-------- TEXT PASSAGE --------

How to do Data Fusion

The TLDR beginners step-by-step guide to data integration

The objective of Data Fusion is to merge two datasets by matching individual cases from one dataset to the other. These datasets are widely referred to as the donor and recipient datasets. Instead of trying to generate or estimate each column/field/variable in the recipient dataset invidually (which does not work!), real data from a donor individual is gifted to a recipient. If recipients receive data from donors who are more like them, at an aggregate level, the data ought to behave as if it belongs to the same individual. That is, while each merged case will be wrong, over hundreds and thousands of individuals, the data estimates begin to approximate single source data. Its easy to validate data fusion using your own data. It is also recommended that you start here, by building a data fusion sandbox for yourself to test & experiment.

Much attention is paid to the common measures between the two datasets. These become the zip which binds the two. In the literature, they are often referred to as being the X variables, where the first dataset comprises X and Y, and the second X and Z. If X explains Y in the first dataset, and X explains Z in the second dataset, then it stands to reason that if X were joined across datasets, one could approximate the relationships among Y and Z.

Step 1: Deciding which common variables to use

And so, the first step is to ensure that the abovementioned associations hold up to scrutiny. The analyst needs to be confident that the common variables (otherwise known as 'hooks') are meaningful to the objective of the analysis. It is not necessarily the case that including all the common variables in the design, will lead to the best set of matches or the most accurate fused estimates. Including irrelevant common variables can introduce unwanted noise and pull the algorithm off in an unhelpful direction. Setting clear objectives as to how the fused dataset will be used and, how it will be analysed is important. This a critical consideration when the datasets are varied and broad in scope. That is, if one or more of the datasets traverses many subject areas, it will not be possible for the fused dataset to accurately approximate all the topics of interest within the same fusion design. Often the fusion is asked to be better at some topics in dataset, at the expense of others. All this, very much, depends on your use case.

--------

● **OBJECTIVES**:
1. Answer these questions about the data fusion guide:
(a) What are the two datasets in data fusion widely called?
(b) In the literature, what are the common measures between the two datasets often called?
(c) What other name does the guide give for the common variables?
2. List every line of the listing below that contains the string "shirt".
The data fusion guide above has nothing to do with the listing that comes next.

-------- INPUT FOR THIS TASK --------

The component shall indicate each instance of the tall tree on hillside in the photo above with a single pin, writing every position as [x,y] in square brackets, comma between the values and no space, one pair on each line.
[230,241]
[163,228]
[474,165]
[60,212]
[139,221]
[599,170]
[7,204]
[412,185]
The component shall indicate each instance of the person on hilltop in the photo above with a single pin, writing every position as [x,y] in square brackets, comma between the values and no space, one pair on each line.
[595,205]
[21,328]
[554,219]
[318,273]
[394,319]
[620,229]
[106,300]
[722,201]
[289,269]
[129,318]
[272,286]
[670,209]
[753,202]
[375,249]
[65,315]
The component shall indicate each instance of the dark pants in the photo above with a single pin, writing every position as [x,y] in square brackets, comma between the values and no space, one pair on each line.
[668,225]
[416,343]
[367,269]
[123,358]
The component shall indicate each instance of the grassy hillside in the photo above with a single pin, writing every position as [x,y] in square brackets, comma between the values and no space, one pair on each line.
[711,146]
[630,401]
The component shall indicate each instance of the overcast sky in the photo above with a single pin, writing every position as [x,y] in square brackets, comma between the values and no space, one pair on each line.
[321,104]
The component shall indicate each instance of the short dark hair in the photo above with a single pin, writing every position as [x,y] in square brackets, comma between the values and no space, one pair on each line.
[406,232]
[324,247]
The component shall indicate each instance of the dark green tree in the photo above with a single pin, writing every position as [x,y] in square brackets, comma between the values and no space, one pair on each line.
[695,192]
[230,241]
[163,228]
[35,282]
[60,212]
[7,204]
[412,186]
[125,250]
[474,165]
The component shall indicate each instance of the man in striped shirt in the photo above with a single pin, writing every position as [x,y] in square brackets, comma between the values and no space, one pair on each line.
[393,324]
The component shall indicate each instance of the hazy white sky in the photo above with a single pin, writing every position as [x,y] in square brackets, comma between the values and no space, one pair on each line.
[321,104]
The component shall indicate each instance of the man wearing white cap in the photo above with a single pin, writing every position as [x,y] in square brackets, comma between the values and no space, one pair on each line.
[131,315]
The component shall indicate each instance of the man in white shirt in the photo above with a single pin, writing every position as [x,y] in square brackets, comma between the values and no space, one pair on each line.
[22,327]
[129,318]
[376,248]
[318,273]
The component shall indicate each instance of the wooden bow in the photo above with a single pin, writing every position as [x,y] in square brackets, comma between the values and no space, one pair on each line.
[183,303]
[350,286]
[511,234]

--------

● **FINAL ANSWERS**:
1.
(a) The donor and recipient datasets.
(b) The X variables.
(c) Hooks.

2.
The component shall indicate each instance of the man in striped shirt in the photo above with a single pin, writing every position as [x,y] in square brackets, comma between the values and no space, one pair on each line.
The component shall indicate each instance of the man in white shirt in the photo above with a single pin, writing every position as [x,y] in square brackets, comma between the values and no space, one pair on each line.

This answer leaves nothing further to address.